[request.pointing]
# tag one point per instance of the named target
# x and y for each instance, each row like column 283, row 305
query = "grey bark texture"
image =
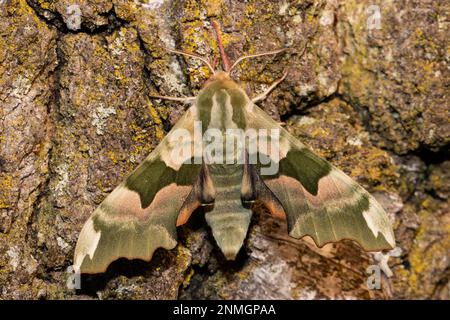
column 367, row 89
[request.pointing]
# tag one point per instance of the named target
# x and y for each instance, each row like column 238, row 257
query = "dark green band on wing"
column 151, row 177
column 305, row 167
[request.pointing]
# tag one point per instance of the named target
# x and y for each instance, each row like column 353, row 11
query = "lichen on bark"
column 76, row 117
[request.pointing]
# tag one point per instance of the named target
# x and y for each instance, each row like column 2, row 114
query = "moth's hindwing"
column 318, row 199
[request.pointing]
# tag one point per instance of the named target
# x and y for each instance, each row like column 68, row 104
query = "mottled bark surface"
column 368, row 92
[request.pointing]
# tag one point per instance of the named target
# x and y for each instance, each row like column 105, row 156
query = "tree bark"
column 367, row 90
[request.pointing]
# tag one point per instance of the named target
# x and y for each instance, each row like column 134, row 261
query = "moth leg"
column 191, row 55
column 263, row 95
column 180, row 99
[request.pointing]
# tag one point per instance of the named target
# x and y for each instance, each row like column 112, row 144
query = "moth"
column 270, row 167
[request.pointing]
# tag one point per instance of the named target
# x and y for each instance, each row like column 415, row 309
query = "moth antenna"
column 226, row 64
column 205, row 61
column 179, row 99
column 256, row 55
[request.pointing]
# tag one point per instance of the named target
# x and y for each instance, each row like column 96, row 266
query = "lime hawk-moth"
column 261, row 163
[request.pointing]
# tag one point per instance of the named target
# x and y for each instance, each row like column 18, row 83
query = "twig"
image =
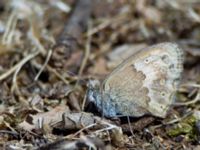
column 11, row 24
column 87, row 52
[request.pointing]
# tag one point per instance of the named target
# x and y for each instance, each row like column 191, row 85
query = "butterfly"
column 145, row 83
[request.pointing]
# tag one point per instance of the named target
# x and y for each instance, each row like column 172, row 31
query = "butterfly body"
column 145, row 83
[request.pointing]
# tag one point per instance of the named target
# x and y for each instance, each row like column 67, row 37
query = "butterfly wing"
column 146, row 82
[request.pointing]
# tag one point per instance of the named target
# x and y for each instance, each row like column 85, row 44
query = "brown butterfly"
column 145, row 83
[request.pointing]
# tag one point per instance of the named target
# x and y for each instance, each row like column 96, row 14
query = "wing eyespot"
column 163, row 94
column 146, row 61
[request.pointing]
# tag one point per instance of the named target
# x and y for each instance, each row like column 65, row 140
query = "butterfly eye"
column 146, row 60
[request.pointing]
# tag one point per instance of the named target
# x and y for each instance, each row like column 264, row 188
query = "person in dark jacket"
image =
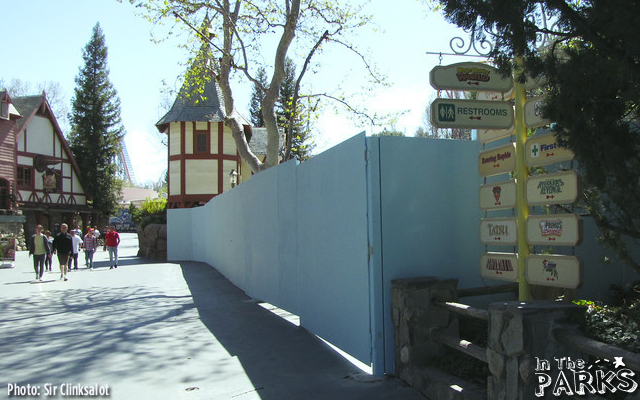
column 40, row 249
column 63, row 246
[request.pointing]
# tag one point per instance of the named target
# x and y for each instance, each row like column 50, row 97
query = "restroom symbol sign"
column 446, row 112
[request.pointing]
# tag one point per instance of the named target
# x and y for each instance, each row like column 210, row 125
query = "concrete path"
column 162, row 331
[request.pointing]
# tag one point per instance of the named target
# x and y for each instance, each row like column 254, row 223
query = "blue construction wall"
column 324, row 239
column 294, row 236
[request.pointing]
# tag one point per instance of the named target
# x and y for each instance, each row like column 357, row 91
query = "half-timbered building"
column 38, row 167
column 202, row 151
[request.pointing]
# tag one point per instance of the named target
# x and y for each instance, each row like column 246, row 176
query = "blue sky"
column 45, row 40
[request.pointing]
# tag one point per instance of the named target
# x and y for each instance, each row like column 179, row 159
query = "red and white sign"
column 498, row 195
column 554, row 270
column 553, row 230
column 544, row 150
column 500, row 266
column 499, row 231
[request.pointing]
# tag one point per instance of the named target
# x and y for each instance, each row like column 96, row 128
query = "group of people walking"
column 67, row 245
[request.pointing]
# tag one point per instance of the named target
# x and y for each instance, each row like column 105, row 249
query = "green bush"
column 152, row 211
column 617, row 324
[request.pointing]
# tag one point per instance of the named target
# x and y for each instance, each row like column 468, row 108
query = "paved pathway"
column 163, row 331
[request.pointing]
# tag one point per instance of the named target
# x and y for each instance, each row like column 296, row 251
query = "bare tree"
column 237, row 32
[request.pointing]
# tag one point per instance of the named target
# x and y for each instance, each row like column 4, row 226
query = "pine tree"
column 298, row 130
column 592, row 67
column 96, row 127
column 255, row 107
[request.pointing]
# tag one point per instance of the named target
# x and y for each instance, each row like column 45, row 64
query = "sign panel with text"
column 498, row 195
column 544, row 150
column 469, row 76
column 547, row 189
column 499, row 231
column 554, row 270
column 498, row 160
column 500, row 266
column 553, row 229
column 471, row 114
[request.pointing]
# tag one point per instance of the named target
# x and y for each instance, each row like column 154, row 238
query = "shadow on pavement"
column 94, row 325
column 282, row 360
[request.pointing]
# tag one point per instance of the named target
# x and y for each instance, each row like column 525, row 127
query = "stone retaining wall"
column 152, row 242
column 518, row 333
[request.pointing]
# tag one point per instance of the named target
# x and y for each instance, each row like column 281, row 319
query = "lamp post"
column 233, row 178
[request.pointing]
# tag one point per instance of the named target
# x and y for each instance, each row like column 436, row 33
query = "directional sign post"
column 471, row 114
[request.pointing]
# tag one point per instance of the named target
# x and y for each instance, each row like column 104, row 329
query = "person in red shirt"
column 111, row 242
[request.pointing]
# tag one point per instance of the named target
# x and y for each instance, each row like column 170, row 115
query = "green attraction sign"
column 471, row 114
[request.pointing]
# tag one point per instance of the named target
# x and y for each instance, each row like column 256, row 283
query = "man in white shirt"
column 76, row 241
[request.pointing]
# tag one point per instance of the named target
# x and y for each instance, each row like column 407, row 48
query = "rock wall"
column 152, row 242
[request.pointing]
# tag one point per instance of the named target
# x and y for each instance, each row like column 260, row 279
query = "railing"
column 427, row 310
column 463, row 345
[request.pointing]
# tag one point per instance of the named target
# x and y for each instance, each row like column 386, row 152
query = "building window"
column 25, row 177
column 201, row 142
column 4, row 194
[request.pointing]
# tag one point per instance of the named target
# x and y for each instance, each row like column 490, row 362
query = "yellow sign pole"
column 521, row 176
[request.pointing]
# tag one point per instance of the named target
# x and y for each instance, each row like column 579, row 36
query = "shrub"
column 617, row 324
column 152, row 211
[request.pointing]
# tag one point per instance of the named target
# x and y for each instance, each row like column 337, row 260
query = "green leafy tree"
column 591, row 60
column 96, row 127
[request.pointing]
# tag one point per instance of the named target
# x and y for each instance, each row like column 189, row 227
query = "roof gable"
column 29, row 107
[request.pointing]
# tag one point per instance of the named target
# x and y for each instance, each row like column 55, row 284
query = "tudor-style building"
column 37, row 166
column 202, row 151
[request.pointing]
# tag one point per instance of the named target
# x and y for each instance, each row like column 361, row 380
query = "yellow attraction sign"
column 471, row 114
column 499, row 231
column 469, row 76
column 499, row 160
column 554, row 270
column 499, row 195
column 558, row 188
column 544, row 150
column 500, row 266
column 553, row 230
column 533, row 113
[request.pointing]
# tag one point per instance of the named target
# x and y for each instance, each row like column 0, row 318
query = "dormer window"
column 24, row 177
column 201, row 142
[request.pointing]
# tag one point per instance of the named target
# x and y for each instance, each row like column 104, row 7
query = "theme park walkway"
************
• _GIVEN INSTRUCTION_: Repeat the material word for word, starting at its first line and ending at the line that contains "column 270, row 167". Leave the pictures out of your answer.

• _REPLY_:
[request.pointing]
# tag one point per instance of the named target
# x and y for each instance, each row like column 283, row 305
query = "grey bark texture"
image =
column 367, row 89
[request.pointing]
# tag one point per instance of the named target
# x and y for each instance, each row like column 238, row 257
query = "dark green band on wing"
column 151, row 177
column 305, row 167
[request.pointing]
# tag one point per instance of the named target
# x and y for each instance, each row like column 353, row 11
query = "lichen on bark"
column 76, row 117
[request.pointing]
# tag one point per instance of the named target
# x and y for each instance, each row like column 2, row 114
query = "moth's hindwing"
column 318, row 199
[request.pointing]
# tag one point per instance of the named target
# x and y for each instance, each row like column 68, row 104
query = "mottled bark surface"
column 368, row 92
[request.pointing]
# tag one point per instance of the named target
# x and y for each instance, each row like column 105, row 156
query = "tree bark"
column 367, row 90
[request.pointing]
# tag one point per instance of the named target
# x and y for each instance, each row like column 134, row 261
query = "moth leg"
column 191, row 55
column 263, row 95
column 180, row 99
[request.pointing]
# tag one point per instance of the named target
# x and y for each instance, each row like column 112, row 144
query = "moth"
column 270, row 167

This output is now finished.